GIVEN REQUEST:
Copy every one of the following items verbatim, reproducing each line without any alteration.

Excerpts from pointing data:
════════════════
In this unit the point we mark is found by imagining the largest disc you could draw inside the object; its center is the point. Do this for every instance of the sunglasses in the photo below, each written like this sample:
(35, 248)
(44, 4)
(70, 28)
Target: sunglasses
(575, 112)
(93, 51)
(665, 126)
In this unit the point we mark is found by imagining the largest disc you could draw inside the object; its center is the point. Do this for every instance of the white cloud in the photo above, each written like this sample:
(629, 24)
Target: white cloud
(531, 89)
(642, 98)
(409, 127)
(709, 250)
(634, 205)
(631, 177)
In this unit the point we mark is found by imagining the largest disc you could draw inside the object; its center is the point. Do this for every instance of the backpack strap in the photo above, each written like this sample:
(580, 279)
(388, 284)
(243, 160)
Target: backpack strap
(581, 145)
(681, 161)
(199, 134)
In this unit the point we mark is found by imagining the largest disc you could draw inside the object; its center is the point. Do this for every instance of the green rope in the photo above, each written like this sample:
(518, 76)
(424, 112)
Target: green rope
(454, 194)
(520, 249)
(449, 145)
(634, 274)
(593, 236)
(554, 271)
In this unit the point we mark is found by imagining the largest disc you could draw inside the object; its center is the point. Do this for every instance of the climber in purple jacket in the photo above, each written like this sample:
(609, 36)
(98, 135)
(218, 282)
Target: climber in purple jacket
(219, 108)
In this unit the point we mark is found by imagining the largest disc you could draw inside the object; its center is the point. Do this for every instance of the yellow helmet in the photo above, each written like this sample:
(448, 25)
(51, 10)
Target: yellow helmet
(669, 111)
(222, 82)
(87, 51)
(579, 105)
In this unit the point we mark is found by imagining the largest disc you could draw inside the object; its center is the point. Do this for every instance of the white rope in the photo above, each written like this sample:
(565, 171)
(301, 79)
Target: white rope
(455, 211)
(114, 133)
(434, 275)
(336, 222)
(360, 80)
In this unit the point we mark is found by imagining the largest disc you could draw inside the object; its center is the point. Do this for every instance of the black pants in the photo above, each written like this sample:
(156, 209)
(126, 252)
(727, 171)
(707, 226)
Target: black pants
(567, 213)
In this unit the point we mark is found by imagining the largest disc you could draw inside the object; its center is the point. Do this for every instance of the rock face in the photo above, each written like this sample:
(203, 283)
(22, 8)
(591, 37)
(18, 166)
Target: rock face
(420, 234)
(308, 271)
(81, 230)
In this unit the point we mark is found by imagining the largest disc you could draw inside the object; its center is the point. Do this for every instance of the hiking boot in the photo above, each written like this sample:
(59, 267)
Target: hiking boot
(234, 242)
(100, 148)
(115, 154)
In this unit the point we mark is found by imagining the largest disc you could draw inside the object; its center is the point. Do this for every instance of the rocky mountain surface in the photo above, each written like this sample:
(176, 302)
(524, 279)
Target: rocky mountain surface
════════════════
ANSWER TO THIS TASK:
In this unit the point we mark is found by imagining the largest disc you could draw inside the object; its center is the point. Do this for every instance of the sunglasses in the photo below, each written like this sample:
(35, 248)
(44, 4)
(70, 28)
Target: sunglasses
(575, 112)
(93, 51)
(665, 126)
In this unit the point we mark is found by imagining the largest disc you could draw inside the object; its center is the point. Do this for every instance of the white cloud in the photo above, each written like this sample:
(629, 24)
Target: white cloud
(531, 89)
(642, 98)
(409, 127)
(709, 250)
(634, 205)
(631, 177)
In this unit the point we mark is found by imagining the largest disc you could draw inside the object; its center is the point. Do this for every instance of the backpack strap in the photo above, each written like this sample:
(580, 279)
(388, 284)
(243, 160)
Target: backpack strap
(581, 145)
(681, 161)
(199, 134)
In this unit the point we mark is found by imagining the largest disc you could draw inside the object; its center is the point. Do this for every instance of the green rope in the photo above, each written like this sample:
(518, 76)
(424, 112)
Target: green rope
(454, 194)
(520, 249)
(449, 145)
(634, 274)
(593, 236)
(554, 271)
In this unit the point we mark is found by imagining the largest disc you could draw inside the object; its center is the point. Do this for every instance of the climber in purple jacket in the photo above, each written like this sample:
(609, 36)
(98, 135)
(218, 282)
Target: climber in purple jacket
(219, 108)
In this unit the point we mark is found by imagining the largest disc you could draw inside the object; its center is the point. Do this for every instance of the yellow helmet in the photo above, each written like this sample:
(448, 25)
(51, 10)
Target: yellow helmet
(669, 111)
(222, 82)
(87, 51)
(579, 105)
In this unit the point we mark is found by imagining the largest disc you could draw inside the object; its center is the point. Do this for every instance of the white rope in the photo above, each written like this sample:
(565, 171)
(301, 79)
Target: white rope
(455, 211)
(114, 133)
(434, 275)
(336, 222)
(360, 80)
In this unit the point we mark is found by imagining the largest disc you could draw inside the object; its center is the point. Do this for every instance of the black pants in the photo above, each written like this sample:
(156, 209)
(126, 252)
(727, 171)
(707, 226)
Target: black pants
(567, 213)
In this unit the point we mark is found by imagining the largest disc you could draw inside the object; its center is the point. Do this for every instance of the rock face in the photo above, each written like this sample:
(203, 283)
(22, 8)
(591, 37)
(18, 166)
Target: rock face
(420, 234)
(308, 271)
(81, 230)
In this unit the point we mark is found by imagining the largest disc you could draw inside the object; its center is the point. Do this for every instance of the hiking boot in the photo above, each written like this sample:
(59, 267)
Target: hiking boot
(234, 242)
(100, 148)
(115, 154)
In this unit the point we mark is found by imagining the largest disc you could draw inside the object; its center is the point. Do this for every instance of the rocky mountain surface in the photo above, each written like this sample:
(176, 302)
(524, 279)
Target: rocky mountain surface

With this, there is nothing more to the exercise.